> [Brief]: Write the next part of the article on mentoring for change professionals, starting from its last line.

> [Page]:
How Mentoring Solves These 5 Common Problems for Change Professionals

strategy Aug 10, 2019
As someone working in change and transformation, it’s inevitable you’ll run into challenges at one point or another - either in your current change project, or with your career advancement. Here are 5 of the most common problems a great mentor can help you solve.

 

The HUGE value of mentoring

As a Change and Transformation Consultant, I get asked about mentoring a lot. People at various stages of their career come to me with their problems.

A mentee of mine recently told me about a job they wanted to move into, but were concerned they had a gap in their CV for this particular role.

There was a golden opportunity in the project they were currently running to step up to provide the evidence they needed for the application. They were so close to the project that they just couldn’t see it. But I could.

“A good mentor helps you see that sometimes making a small change can give you the right tools and belief to step up”

It’s not only career advancement opportunities a mentor can help you with. Here are 5 common problems faced by change professionals that a great mentor can help solve:

 

Problem #1. Feeling overwhelmed, lost and stressed

How Mentors Help:

  • Mentors draw on their own breadth of experience, and the experiences of other mentees, to support you with practical examples and tools.

> [Provided data]:

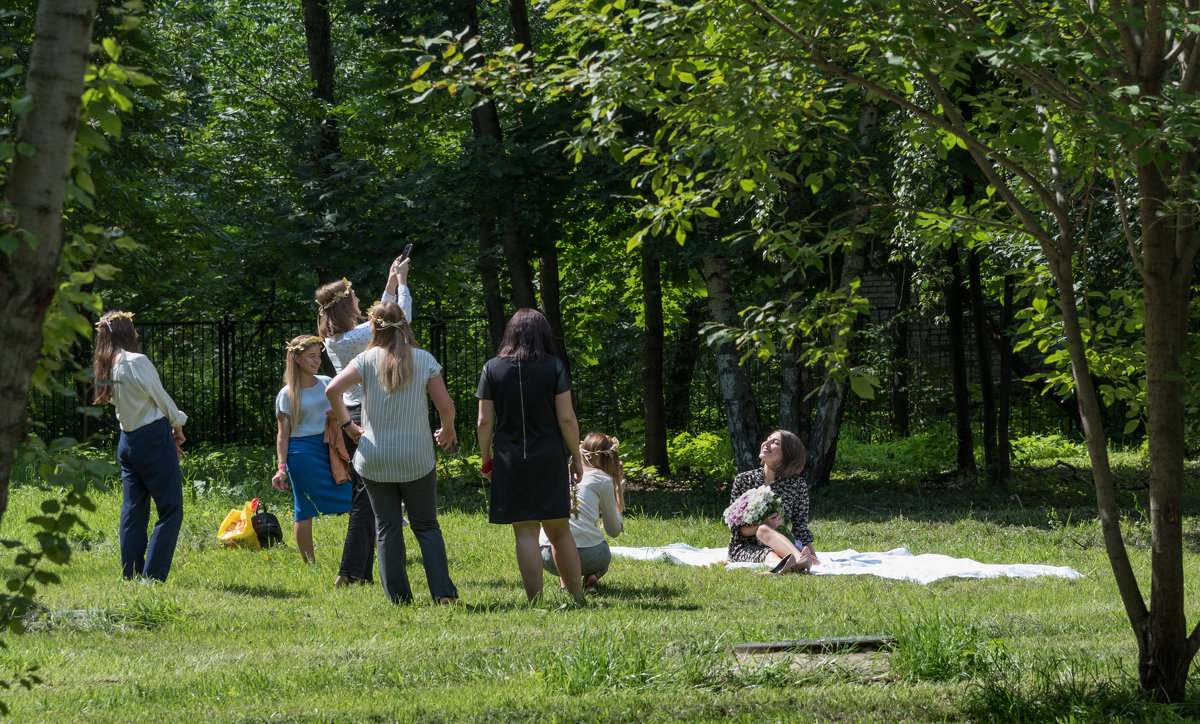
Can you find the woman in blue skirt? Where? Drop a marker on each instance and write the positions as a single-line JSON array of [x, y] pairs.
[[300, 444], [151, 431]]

> [Output for this task]:
  • They pick out aspects of a solution that can work for you right now that you just can’t see.
  • They can be a cheerleader for you and remind you of your achievements when you temporarily forget how great you are.

 

Problem #2: Your projects aren’t going well

Most change projects hit a snag at some point. Sometimes it’s hard to see a way forward. Mentors can be an amazing resource to call on in this scenario. 

How Mentors Help:

  • They help you understand how to solve the issues you’re having.
  • They have a wider breadth of skills and experience so can cast expert eyes on your project’s problems.
  • They're slightly more removed, but still have enough knowledge to discuss in detail how to move towards a solution.
  • When you're in a stuck situation, 30 minutes with a mentor can unlock the next three or four months of your project, saving you valuable time. 

“Working with a mentor is a great investment of your time” 

 

Problem #3: You want to progress in your career

Perhaps you want to progress onto a different kind of change, move companies or get promoted from project manager to programme manager, or even portfolio manager. 

How Mentors Help:

  • A good mentor will be able to assess where you are against your objectives and look for gaps in your skills and experience that are holding you back.
  • They'll give you succinct advice about how to close those gaps within the context of the project you're already doing. 
  • They'll give you honest advice and outline options you hadn’t thought of, such as identifying stepping stones to your longer term objective.
  • They have exceptional networks and can introduce you to the right people to help advance your career. 

 

Problem #4: How to apply learning 

We learn new things all the time; whether from reading articles, attending courses or hearing a great piece of best practice we want to apply. However, very often this learning comes from a place of theory. 

How Mentors Help:

  • They make theory intensely practical, helping you apply it to your particular project.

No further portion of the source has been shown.